Data listing.
---------------

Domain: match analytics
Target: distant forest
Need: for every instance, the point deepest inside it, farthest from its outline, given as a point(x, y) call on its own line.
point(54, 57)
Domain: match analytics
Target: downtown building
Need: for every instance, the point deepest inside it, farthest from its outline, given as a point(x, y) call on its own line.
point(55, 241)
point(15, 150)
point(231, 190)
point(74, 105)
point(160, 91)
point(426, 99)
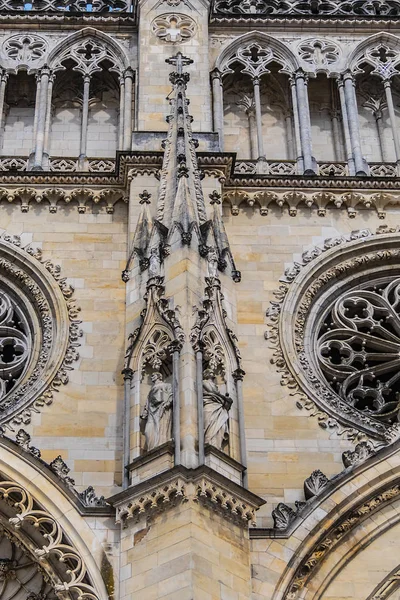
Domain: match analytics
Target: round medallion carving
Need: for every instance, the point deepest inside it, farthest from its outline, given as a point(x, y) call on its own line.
point(25, 49)
point(358, 347)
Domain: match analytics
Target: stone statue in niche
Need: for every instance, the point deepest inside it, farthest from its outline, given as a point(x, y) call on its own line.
point(156, 417)
point(154, 263)
point(216, 412)
point(212, 259)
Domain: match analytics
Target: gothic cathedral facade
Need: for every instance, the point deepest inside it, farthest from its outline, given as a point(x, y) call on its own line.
point(199, 299)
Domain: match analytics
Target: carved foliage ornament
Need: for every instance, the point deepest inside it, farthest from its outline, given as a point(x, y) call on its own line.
point(255, 59)
point(319, 53)
point(61, 570)
point(25, 49)
point(174, 28)
point(341, 329)
point(39, 331)
point(302, 7)
point(383, 59)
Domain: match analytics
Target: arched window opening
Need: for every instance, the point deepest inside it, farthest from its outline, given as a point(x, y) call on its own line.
point(19, 115)
point(377, 138)
point(100, 137)
point(326, 120)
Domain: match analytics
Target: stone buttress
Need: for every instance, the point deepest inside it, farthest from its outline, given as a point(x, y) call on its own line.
point(185, 509)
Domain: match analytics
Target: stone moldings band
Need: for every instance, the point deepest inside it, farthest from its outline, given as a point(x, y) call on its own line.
point(39, 331)
point(335, 331)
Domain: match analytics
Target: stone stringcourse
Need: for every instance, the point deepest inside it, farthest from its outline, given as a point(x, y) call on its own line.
point(331, 409)
point(75, 581)
point(200, 485)
point(42, 289)
point(283, 515)
point(330, 539)
point(296, 200)
point(87, 498)
point(336, 8)
point(82, 198)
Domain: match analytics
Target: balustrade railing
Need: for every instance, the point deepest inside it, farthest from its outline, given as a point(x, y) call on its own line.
point(65, 165)
point(242, 167)
point(365, 8)
point(328, 169)
point(70, 6)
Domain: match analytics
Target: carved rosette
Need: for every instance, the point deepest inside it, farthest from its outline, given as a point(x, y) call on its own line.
point(336, 332)
point(37, 555)
point(39, 331)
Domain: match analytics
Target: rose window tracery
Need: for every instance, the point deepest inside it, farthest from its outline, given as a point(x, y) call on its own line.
point(358, 348)
point(21, 577)
point(335, 328)
point(15, 343)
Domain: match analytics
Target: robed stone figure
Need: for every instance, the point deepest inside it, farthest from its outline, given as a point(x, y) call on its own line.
point(156, 418)
point(216, 412)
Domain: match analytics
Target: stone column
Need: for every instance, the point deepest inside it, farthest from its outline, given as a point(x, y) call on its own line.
point(47, 126)
point(37, 105)
point(176, 414)
point(336, 135)
point(304, 122)
point(126, 426)
point(346, 131)
point(393, 124)
point(200, 407)
point(44, 76)
point(252, 133)
point(289, 136)
point(354, 127)
point(84, 122)
point(218, 106)
point(3, 85)
point(128, 77)
point(257, 104)
point(299, 156)
point(238, 377)
point(121, 113)
point(381, 135)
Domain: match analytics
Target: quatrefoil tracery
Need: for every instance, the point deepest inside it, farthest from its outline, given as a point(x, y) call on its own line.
point(358, 348)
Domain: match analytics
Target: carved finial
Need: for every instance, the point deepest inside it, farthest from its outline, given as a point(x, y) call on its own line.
point(61, 469)
point(144, 197)
point(314, 484)
point(215, 197)
point(179, 61)
point(22, 439)
point(89, 498)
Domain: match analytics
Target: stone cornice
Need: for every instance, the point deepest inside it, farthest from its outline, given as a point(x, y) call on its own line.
point(335, 484)
point(202, 485)
point(40, 465)
point(50, 20)
point(280, 22)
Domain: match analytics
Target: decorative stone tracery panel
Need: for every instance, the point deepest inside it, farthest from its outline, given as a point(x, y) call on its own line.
point(174, 28)
point(39, 331)
point(336, 333)
point(25, 49)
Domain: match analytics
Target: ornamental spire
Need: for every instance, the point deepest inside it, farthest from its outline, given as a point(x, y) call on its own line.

---------------

What you need to do. Write out the listing word for word, omitting the pictures it holds.

Output of the exercise.
Domain: match analytics
Target: distant forest
Need: for every instance, the point deepest inside it, farthest from its outline, given as a point(x, y) call on its own line.
point(54, 57)
Domain: match analytics
Target: downtown building
Need: for every instance, the point deepest inside it, farthest from its outline, given as a point(x, y) call on its own line.
point(55, 241)
point(15, 150)
point(231, 190)
point(74, 105)
point(160, 91)
point(426, 99)
Domain: match analytics
Target: round medallion carving
Need: for every instance, the point deepest inside it, farthest from its outline, given as a point(x, y) call on its own line.
point(25, 49)
point(358, 347)
Domain: match analytics
Target: stone statue in niche
Need: for every instance, the point deepest inside it, farthest from its outline, given as a point(x, y) call on its own line.
point(156, 417)
point(154, 263)
point(216, 412)
point(212, 259)
Domain: match analytics
Target: gothic cathedral facade
Need: for every instance, the point deepest inside it, farthest from its outline, given as a point(x, y) call on its own line.
point(199, 299)
Domain: match analytics
Target: carved foliage ornament
Need: for every instance, the point deepest inside it, farthest from its outline, given as a point(x, y) call on its own line.
point(255, 59)
point(319, 53)
point(61, 570)
point(25, 49)
point(174, 28)
point(341, 329)
point(39, 331)
point(302, 7)
point(383, 59)
Domain: match analytics
Target: arched window opening
Need: for every instance, the point deepest inside it, farthest from its outline, given as a point(x, y) call on its own line.
point(19, 115)
point(377, 138)
point(100, 137)
point(326, 120)
Domain: match analytics
Target: stone buttress
Need: for every instance, the point deepest inside it, farthest from its outline, given as a point(x, y) call on its own line.
point(185, 509)
Domain: match analytics
Target: stone moldings band
Need: for every instance, the point deepest inside it, farthest from its outline, given as a point(x, y) call on its own line.
point(39, 331)
point(335, 331)
Domain: match analytics
Target: stone stringcourse
Need: for every instance, the point deepest inside it, farthest from its outline, given as a point(x, y) call on its own line.
point(331, 409)
point(75, 581)
point(200, 485)
point(42, 289)
point(283, 515)
point(330, 539)
point(296, 200)
point(87, 498)
point(336, 8)
point(82, 198)
Domain: match analytics
Target: balustrade railing
Need: for every instance, the point deepest inside it, farthest from its outline, given as a point(x, y) call on its own line.
point(65, 165)
point(242, 167)
point(365, 8)
point(328, 169)
point(70, 6)
Domain: match analytics
Target: carved rosette
Need: for every instance, the point deepest inside it, farthest from its outline, given as a point(x, y) call on its own line.
point(336, 332)
point(37, 555)
point(39, 331)
Domain: match analytics
Target: rose window tracery
Need: for every instance, the point deepest inside it, farthest from its outline, given as a point(x, y) call on its own line.
point(358, 348)
point(21, 577)
point(335, 328)
point(15, 343)
Domain: match analytics
Target: robed stone figure
Need: for every instance, the point deepest inside it, farthest from its outline, given as a point(x, y) call on its own line.
point(156, 418)
point(216, 412)
Domain: match analytics
Target: stone column
Need: for every instance, the point deepest inside it, farthest from its outline, given as a point(x, y) call on its own line.
point(47, 126)
point(37, 105)
point(176, 414)
point(336, 135)
point(304, 122)
point(126, 426)
point(346, 131)
point(393, 124)
point(200, 407)
point(44, 76)
point(252, 133)
point(289, 136)
point(354, 127)
point(84, 122)
point(218, 106)
point(3, 85)
point(128, 77)
point(257, 104)
point(299, 156)
point(238, 377)
point(121, 113)
point(381, 135)
Domain: match analytics
Target: quatrefoil tracery
Need: for every instance, the point deepest inside it, farthest from its outline, given as a point(x, y) call on its own line.
point(358, 348)
Domain: match analytics
Target: carved finial
Need: for every instance, the point deepest inside it, farthest from its outline, given as a point(x, y) call on its own line.
point(61, 469)
point(144, 197)
point(314, 484)
point(215, 197)
point(179, 61)
point(22, 439)
point(89, 498)
Domain: match analytics
Target: stone cornice
Need: for every instance, the point deepest inside it, farthest from its outline, given as a point(x, y) call on its own line.
point(335, 484)
point(202, 485)
point(40, 465)
point(50, 20)
point(280, 22)
Domain: match analytics
Target: decorative stone tracery panel
Need: for every instance, the point deepest inside it, farthest from its outline, given as a point(x, y) call on its own line.
point(174, 28)
point(39, 331)
point(336, 333)
point(25, 49)
Domain: match analytics
Target: ornamental spire
Need: for every instance, the point deepest inside it, farthest from its outline, given as a point(x, y) call on its own line.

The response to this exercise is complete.